> [Consigne]: Renvoyez chaque ligne des entrées qui contient le mot « face ».

> [Données fournies]:
------------------------------------------------

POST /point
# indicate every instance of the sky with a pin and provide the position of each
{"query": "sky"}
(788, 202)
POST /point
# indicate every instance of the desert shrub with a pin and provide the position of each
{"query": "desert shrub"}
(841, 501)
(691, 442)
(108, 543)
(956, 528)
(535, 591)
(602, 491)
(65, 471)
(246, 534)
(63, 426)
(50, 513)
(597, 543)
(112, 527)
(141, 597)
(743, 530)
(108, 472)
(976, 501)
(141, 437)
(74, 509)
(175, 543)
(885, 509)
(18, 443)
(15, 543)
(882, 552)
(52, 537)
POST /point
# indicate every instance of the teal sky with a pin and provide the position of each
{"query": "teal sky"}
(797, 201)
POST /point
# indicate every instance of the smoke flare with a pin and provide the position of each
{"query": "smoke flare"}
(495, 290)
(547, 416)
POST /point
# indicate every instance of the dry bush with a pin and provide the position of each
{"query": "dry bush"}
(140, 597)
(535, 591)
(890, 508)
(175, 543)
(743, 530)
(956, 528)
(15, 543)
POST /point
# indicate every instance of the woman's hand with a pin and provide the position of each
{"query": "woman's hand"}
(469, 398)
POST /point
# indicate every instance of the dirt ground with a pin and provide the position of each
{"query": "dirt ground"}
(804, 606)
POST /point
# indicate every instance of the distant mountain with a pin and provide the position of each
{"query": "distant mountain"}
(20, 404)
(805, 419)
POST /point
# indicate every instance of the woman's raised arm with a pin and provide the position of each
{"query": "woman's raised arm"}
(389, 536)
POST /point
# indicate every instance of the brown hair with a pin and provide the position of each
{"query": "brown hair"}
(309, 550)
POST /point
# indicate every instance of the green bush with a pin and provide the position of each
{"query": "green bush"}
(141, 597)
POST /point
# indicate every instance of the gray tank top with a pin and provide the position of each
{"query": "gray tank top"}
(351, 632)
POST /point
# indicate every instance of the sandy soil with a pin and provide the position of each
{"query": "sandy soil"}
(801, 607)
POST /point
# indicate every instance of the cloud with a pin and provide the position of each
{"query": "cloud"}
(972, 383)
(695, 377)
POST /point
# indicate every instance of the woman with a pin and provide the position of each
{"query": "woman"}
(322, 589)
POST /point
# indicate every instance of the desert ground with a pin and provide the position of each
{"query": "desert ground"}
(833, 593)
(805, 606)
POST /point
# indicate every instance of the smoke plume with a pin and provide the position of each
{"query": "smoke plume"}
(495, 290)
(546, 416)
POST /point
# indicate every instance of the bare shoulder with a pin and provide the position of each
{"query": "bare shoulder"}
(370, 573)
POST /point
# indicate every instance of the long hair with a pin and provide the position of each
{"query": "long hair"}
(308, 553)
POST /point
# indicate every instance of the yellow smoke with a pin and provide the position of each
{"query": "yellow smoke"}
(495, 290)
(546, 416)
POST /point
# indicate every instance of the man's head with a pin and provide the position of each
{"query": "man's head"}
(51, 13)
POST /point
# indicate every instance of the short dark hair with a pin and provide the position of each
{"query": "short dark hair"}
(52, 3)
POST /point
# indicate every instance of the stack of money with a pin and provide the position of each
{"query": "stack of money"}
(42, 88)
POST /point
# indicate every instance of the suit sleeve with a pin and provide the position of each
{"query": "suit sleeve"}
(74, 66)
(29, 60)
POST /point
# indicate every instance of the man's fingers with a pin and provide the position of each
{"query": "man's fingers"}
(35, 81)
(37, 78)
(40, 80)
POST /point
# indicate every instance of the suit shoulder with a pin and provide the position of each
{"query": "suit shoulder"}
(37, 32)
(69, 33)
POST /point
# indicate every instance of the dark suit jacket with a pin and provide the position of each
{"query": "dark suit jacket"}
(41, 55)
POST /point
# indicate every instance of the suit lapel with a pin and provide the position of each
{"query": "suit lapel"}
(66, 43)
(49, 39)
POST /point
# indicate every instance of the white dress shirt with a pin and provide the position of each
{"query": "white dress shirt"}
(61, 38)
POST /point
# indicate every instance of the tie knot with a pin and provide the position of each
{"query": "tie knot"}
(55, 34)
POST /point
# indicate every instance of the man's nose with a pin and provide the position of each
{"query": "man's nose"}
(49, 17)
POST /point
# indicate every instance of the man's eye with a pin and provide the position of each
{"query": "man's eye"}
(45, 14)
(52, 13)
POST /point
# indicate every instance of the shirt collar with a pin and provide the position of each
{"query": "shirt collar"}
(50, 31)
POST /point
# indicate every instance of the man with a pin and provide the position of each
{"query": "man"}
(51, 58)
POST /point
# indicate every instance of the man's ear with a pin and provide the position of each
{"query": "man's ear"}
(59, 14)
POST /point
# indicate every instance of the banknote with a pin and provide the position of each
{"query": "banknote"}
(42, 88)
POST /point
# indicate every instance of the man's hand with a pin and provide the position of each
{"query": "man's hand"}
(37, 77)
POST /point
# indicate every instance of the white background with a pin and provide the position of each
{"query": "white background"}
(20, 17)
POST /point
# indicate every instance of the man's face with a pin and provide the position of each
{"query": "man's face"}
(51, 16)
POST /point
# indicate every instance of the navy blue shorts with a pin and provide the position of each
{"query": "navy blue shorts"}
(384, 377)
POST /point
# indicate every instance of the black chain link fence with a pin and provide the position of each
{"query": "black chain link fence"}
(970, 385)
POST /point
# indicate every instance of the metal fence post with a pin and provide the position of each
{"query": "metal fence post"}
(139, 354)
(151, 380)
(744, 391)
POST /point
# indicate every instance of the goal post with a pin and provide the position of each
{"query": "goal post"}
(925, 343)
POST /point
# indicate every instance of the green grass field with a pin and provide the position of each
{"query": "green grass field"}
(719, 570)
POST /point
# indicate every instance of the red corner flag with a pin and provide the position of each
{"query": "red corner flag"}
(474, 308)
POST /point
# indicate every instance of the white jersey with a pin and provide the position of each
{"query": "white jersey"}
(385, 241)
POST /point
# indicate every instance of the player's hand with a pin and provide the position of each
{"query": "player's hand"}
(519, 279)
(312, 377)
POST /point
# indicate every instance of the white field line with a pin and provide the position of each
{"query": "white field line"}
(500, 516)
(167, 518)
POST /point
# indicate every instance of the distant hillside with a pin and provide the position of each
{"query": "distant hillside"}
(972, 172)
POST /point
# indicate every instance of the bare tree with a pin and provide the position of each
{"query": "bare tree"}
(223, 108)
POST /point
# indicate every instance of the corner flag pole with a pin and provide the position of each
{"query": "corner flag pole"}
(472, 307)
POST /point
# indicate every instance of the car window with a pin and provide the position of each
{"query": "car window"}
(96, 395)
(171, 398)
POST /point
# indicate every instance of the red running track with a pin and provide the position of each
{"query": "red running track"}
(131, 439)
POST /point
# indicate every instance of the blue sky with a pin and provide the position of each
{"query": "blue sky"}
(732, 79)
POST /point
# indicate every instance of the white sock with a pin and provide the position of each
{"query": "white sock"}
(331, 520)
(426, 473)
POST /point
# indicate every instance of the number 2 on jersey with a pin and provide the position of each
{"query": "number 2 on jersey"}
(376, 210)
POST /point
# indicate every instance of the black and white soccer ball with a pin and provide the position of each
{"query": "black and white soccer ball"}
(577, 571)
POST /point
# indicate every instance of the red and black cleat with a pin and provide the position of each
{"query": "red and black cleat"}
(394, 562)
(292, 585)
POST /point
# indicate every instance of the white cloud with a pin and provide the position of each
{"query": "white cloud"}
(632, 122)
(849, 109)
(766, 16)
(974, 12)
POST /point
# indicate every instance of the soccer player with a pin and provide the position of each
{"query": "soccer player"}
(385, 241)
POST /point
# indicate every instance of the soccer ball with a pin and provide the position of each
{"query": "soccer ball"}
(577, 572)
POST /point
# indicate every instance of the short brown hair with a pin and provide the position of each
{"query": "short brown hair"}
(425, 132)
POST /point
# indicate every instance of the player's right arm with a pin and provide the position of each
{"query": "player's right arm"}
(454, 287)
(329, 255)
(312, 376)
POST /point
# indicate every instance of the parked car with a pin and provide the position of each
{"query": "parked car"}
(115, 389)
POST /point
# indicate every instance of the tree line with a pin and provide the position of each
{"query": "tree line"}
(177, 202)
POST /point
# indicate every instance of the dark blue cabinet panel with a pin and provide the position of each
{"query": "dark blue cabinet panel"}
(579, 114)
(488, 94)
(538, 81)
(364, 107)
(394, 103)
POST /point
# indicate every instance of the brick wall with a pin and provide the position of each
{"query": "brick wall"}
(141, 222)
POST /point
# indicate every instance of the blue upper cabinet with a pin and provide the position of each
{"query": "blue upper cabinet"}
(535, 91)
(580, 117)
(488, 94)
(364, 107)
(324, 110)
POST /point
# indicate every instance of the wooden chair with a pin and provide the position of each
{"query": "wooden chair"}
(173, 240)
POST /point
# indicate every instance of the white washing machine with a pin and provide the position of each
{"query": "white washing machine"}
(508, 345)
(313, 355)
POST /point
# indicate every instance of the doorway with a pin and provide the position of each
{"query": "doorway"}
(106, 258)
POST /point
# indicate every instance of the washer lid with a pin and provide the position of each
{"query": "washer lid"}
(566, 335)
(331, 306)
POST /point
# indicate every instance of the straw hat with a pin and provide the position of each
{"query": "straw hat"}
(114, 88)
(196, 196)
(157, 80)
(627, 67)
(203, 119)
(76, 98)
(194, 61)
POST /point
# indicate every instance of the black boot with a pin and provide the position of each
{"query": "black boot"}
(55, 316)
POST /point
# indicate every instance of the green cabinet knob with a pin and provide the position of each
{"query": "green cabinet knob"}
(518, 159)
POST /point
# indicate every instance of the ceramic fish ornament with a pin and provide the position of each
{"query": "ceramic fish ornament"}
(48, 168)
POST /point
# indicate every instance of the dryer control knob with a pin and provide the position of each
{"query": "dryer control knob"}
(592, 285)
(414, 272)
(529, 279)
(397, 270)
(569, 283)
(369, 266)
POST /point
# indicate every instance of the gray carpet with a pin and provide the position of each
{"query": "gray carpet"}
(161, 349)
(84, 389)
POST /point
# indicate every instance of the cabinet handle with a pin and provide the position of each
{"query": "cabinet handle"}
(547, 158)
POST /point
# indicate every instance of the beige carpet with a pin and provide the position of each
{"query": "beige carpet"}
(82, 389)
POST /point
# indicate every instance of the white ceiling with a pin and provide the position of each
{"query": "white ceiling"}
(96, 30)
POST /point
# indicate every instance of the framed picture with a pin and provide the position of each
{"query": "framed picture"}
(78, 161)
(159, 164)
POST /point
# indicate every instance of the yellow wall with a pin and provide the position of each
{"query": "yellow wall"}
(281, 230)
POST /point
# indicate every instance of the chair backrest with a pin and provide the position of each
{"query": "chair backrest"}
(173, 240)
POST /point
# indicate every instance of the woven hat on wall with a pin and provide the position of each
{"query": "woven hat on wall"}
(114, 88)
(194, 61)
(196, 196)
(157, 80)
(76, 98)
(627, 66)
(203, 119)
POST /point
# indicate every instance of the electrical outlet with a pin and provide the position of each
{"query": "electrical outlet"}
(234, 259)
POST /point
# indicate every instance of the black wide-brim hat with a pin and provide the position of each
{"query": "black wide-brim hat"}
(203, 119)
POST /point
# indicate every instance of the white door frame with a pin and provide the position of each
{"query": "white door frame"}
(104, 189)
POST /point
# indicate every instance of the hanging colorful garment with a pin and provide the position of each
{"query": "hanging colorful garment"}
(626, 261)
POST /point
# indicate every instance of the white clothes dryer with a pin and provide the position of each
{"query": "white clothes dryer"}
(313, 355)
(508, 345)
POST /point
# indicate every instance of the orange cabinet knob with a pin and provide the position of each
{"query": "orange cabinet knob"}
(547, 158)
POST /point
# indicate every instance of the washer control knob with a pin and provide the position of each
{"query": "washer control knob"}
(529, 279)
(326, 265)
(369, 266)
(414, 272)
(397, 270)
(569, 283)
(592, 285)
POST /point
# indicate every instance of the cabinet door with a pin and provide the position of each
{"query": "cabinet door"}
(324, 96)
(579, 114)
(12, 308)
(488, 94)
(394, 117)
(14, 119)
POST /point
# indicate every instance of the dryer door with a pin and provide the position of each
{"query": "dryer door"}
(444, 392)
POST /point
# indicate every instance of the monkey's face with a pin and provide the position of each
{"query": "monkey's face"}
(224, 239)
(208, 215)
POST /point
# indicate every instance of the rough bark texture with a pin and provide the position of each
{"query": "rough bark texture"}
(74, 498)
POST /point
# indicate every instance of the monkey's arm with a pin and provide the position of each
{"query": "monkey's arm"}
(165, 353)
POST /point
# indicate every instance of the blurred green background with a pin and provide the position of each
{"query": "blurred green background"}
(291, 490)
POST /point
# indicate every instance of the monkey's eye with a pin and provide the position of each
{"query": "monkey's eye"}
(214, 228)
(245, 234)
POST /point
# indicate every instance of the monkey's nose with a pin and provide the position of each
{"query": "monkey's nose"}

------------------------------------------------

> [Corrigé]:
# indicate every instance of the man's face with a pin and provide the position of each
{"query": "man's face"}
# indicate every instance of the monkey's face with a pin and provide the position of each
{"query": "monkey's face"}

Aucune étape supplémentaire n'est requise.